> [本文]
++++++++
シーパンドンには4000の島々があると言われていますが、そのうちバックパッカーに馴染みがある島はドンデットとドンコーンの2つではないでしょうか。私の場合ドンデットのゲストハウスに滞在し、何もしない”極上”の日々を過ごしていました。しかし、その状態で何日もいるのはさすが退屈になる。ここは意を決して、シーパンドンもう一つのデスティネーションであるドンコーンへ、自転車を借りて向かうことにしました。

 

ドンデットでレンタルサイクルを利用する方法:レンタル場所や費用は?

まず、自転車を借りられる場所ですが、ドンデットにあるゲストハウスやレストランの大半はレンタルサイクルを行っています(拍子抜けする情報でスミマセン)。レンタル料金は1日借りて10000キップ(2018年12月現在で約130円)、1日の足を100円チョイで借りられるなんて安いですよね。ただ、ここで1つ注意をしなければなりません。レンタルサイクルの料金は、おそらくどこも変わりませんが、自転車の質や整備状態は借りる場所によって大きく異なります。納得できなかったら何軒かレンタル店をあたることも懸命です。
 

それでは、自転車の旅が始まりです

ドンデットの北端にはボート乗船場があり、この島に上陸する方の大半はこの乗船場を利用しているはずです。ここからドンコーンの入口となる橋(Historic Bridge)までは島の東岸と西岸を巡る道があり、それぞれ3~3.5km程度の道のりです。私は東岸の道を走り、ドンコーンに行くことにしました。
 

ドンデットの老舗ゲストハウス「ドンデット バンガロー」を過ぎると道は2手に分かれ、そのまま川岸を走る道と少々内陸を走る道になります・・・と、Google マップを見ながら書いておりますが、このとき私は地図を持っていなかったため、走りやすそうな道をズンズンを進んで行く。島東岸の道を進めば切れ目なくゲストハウスが続いていたはずですが、私が辿った道は途中から何もない田園風景の真っ只中に入り込んで行きました。
++++++++
> [抜粋記録]

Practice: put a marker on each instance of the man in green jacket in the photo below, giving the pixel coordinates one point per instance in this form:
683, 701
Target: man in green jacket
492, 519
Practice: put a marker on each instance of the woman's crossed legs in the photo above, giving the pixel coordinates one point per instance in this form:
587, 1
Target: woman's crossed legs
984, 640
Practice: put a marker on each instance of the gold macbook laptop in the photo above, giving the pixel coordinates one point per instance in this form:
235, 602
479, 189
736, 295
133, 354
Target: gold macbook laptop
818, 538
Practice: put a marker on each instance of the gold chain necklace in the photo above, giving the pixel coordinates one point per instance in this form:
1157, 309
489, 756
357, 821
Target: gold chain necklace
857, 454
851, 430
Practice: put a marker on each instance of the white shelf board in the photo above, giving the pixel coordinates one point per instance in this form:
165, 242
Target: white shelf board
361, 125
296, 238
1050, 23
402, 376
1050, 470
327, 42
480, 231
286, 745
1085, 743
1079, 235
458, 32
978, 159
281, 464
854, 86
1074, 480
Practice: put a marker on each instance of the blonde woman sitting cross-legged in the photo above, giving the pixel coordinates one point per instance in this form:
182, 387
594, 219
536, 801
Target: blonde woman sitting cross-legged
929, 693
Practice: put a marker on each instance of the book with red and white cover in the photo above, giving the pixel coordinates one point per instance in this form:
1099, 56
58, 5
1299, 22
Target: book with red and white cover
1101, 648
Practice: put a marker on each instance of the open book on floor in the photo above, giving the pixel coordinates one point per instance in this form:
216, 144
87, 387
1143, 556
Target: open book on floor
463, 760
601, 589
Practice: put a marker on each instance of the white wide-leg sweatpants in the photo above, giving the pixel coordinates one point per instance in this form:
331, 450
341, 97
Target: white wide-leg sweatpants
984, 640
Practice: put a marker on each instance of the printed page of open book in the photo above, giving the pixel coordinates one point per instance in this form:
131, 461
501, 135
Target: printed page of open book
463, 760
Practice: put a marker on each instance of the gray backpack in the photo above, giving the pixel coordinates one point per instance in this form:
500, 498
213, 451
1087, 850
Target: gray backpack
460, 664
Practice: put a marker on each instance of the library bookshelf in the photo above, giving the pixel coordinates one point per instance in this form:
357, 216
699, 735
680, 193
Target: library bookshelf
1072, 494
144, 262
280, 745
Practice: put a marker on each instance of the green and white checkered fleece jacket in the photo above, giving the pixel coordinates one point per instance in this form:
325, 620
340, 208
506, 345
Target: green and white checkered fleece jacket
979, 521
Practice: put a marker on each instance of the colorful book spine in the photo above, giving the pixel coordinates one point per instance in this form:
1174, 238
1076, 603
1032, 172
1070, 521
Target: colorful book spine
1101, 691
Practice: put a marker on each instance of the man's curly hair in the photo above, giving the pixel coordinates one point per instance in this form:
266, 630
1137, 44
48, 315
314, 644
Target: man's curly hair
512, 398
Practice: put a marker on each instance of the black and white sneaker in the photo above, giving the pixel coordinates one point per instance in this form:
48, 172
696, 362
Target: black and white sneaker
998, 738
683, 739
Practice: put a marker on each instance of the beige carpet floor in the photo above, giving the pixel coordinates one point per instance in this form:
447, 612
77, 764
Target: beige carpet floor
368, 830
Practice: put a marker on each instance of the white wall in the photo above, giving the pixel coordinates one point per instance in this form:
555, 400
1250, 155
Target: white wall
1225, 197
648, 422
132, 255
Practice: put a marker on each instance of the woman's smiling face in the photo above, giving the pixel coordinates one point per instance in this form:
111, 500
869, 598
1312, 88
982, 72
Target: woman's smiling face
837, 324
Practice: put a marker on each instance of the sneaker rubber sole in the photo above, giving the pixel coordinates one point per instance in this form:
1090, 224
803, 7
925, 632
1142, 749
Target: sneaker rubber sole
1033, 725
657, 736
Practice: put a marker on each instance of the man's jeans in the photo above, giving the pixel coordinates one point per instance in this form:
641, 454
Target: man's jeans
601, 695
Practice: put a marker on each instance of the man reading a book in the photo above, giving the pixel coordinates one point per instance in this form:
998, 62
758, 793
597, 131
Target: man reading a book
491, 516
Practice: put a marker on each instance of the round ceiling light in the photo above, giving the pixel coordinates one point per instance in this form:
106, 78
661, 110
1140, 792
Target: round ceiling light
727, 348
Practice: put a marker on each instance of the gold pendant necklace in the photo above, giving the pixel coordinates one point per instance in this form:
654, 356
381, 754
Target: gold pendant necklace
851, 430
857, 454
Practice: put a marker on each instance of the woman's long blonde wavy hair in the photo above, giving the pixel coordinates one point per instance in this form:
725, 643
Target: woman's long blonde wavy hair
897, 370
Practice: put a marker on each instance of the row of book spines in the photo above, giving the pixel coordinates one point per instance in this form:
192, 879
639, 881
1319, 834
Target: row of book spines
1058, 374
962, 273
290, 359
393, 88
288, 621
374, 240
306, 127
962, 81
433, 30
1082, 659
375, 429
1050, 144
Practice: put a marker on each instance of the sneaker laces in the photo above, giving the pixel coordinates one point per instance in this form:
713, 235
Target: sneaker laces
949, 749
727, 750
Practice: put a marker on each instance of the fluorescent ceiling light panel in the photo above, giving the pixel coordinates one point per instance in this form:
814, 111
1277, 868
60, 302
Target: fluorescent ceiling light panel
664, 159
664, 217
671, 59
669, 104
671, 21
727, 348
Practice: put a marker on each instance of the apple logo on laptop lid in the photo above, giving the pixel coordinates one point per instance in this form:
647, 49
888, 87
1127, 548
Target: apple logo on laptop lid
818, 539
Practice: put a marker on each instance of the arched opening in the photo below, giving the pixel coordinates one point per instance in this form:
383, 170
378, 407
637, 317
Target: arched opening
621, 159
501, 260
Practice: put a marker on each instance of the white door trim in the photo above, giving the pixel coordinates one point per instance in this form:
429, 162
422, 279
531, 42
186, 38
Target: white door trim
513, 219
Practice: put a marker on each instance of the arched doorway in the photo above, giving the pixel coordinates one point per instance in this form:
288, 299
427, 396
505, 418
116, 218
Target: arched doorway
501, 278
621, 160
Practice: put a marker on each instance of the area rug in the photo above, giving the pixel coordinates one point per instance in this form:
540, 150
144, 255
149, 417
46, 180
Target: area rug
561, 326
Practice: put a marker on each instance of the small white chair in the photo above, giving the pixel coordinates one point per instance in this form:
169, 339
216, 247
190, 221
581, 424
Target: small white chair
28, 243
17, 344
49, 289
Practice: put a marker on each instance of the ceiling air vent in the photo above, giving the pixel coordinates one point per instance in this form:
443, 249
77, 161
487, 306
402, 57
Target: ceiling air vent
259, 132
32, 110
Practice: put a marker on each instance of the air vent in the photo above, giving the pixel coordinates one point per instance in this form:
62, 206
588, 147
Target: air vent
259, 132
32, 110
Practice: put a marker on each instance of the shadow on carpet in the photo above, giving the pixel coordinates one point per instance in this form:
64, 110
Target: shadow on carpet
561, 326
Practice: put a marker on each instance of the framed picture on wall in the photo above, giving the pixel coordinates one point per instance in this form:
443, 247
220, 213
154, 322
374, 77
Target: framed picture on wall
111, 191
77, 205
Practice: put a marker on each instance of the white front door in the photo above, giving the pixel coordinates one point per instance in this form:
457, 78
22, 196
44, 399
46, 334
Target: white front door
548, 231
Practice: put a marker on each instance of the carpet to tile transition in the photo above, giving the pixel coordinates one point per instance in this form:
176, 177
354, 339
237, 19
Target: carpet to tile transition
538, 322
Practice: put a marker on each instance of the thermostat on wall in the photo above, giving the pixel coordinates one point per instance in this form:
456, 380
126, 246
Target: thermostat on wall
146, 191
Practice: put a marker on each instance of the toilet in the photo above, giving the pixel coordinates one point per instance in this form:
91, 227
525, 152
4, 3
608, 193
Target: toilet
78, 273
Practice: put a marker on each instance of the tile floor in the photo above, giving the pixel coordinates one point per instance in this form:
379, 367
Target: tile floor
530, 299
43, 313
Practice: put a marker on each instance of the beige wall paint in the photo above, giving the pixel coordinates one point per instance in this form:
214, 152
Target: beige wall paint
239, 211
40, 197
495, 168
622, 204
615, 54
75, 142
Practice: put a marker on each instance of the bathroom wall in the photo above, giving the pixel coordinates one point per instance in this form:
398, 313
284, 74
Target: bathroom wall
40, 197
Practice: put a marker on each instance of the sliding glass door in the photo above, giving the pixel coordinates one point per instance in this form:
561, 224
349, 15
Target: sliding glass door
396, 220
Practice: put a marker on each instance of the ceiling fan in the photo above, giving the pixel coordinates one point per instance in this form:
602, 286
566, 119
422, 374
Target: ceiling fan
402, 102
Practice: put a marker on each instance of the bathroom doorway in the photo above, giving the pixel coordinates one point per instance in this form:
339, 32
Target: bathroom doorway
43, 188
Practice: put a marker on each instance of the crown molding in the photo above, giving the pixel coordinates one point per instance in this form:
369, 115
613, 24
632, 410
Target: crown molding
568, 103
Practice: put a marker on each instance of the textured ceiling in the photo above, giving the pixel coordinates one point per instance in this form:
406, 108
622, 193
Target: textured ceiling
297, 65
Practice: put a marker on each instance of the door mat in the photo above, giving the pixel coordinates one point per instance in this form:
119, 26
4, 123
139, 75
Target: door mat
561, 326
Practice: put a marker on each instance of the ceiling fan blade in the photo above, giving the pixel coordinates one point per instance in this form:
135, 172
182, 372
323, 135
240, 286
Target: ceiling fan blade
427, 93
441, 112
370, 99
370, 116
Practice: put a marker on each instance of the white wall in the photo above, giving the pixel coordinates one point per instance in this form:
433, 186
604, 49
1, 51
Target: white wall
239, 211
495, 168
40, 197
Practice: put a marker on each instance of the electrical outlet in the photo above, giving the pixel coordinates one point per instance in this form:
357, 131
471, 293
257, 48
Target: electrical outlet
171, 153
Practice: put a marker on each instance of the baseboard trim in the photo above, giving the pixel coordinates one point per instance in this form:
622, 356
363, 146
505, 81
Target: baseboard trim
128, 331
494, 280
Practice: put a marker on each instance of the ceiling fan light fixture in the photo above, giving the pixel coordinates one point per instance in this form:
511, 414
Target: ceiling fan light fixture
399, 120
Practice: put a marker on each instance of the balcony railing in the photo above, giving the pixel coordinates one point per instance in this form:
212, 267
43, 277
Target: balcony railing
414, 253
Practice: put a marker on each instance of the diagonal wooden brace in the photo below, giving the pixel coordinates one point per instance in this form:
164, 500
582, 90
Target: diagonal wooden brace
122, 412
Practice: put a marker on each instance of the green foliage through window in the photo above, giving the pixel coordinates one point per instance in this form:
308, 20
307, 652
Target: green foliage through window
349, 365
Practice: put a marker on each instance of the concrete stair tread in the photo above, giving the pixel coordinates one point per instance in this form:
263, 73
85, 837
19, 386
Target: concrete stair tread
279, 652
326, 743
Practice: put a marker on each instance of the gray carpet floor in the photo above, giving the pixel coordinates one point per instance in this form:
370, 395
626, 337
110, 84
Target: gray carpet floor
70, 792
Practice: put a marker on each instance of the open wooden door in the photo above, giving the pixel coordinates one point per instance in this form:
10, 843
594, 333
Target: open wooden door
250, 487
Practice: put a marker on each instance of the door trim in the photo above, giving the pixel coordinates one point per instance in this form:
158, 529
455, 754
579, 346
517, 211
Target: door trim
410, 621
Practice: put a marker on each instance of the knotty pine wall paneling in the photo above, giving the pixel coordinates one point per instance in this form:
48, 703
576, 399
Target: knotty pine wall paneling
++++++++
> [提示課題 1]
本文によると、ドンデットで自転車を1日借りる料金はいくらですか。
> [提示課題 2]
本文の「それでは、自転車の旅が始まりです」から「コーンに行くことにしました。」までをすべて、そのまま書き写して返してください。

> [記述回答 1]
1日10000キップ(2018年12月現在で約130円)です。

> [記述回答 2]
それでは、自転車の旅が始まりです

ドンデットの北端にはボート乗船場があり、この島に上陸する方の大半はこの乗船場を利用しているはずです。ここからドンコーンの入口となる橋(Historic Bridge)までは島の東岸と西岸を巡る道があり、それぞれ3~3.5km程度の道のりです。私は東岸の道を走り、ドンコーンに行くことにしました。